*Document extract*.

** Start **

- In the early morning hours of May 8, 1819 King Kamehameha I died here.
- A few months after the death of his father, Liholiho (Kamehameha II) broke the ancient kapu system, a highly defined regime of taboos that provided the framework of the traditional Hawaiian socio-economic structure
- The first Christian missionaries from New England were granted permission to come ashore here on April 4, 1820.
Kamehameha I died May 8, 1819 at Kamakahonu at Kailua-Kona.
“His bones, in accordance with traditions afforded high kings, were separated from his flesh and placed in a kaʻai, a basket woven of sennet cordage.” (Bill Maiʻoho, Mauna Ala Kahu (caretaker,) Star-Bulletin)
“Mother of pearl was inlaid for the eyes and the king’s own teeth formed the mouth; his flesh was thrown far out to sea.” (Maiʻoho)
“Kamehameha was a planner, so he talked to Hoapili and Hoʻolulu about where his iwi should be hidden,” noting Kamehameha wanted his bones protected from desecration not only from rival chiefs, but from westerners who were sailing into the islands and sacking sacred sites. (Maiʻoho)

** End **

*Direction 1*. Report each line in the listing below that contains the word "every".

*Input for this task*.
** Start **

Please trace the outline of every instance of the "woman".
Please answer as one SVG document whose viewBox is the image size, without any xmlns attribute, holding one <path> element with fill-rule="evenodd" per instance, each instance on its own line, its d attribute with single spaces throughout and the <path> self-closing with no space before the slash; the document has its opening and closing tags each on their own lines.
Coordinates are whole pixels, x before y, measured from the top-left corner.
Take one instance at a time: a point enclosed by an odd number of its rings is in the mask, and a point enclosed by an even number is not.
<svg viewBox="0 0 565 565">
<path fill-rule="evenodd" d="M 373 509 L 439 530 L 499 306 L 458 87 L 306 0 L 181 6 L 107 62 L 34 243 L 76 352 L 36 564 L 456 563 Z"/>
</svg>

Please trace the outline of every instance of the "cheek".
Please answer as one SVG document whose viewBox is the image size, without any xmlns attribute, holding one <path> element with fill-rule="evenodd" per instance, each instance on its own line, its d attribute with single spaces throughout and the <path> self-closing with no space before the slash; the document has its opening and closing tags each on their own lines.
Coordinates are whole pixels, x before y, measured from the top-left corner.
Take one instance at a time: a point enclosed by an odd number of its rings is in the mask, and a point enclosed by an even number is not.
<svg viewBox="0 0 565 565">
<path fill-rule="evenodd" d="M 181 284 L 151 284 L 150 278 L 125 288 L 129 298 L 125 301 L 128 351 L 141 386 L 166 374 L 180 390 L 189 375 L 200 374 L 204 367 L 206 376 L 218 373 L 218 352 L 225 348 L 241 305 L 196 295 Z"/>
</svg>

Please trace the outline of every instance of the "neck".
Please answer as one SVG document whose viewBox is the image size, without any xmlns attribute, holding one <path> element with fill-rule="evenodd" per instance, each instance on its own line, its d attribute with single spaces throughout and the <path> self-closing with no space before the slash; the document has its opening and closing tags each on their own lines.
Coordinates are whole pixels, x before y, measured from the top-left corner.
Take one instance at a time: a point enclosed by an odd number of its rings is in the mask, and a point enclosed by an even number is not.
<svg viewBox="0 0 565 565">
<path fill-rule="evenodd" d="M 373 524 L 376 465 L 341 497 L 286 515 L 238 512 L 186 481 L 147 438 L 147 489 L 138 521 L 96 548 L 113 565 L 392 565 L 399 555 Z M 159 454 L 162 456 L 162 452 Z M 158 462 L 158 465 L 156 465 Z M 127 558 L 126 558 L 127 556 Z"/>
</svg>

** End **

*Direction 2*. In the text on Kamehameha I's death, condense the paragraph that begins “Kamehameha was a planner” into one sentence, keeping its main facts.

*Solution 1*.
Please trace the outline of every instance of the "woman".
Please trace the outline of every instance of the "cheek".
Please trace the outline of every instance of the "neck".

*Solution 2*. Maiʻoho says Kamehameha, a planner, talked with Hoapili and Hoʻolulu about where to hide his iwi, because he wanted his bones safe from desecration by rival chiefs and by westerners who were sailing into the islands and sacking sacred sites.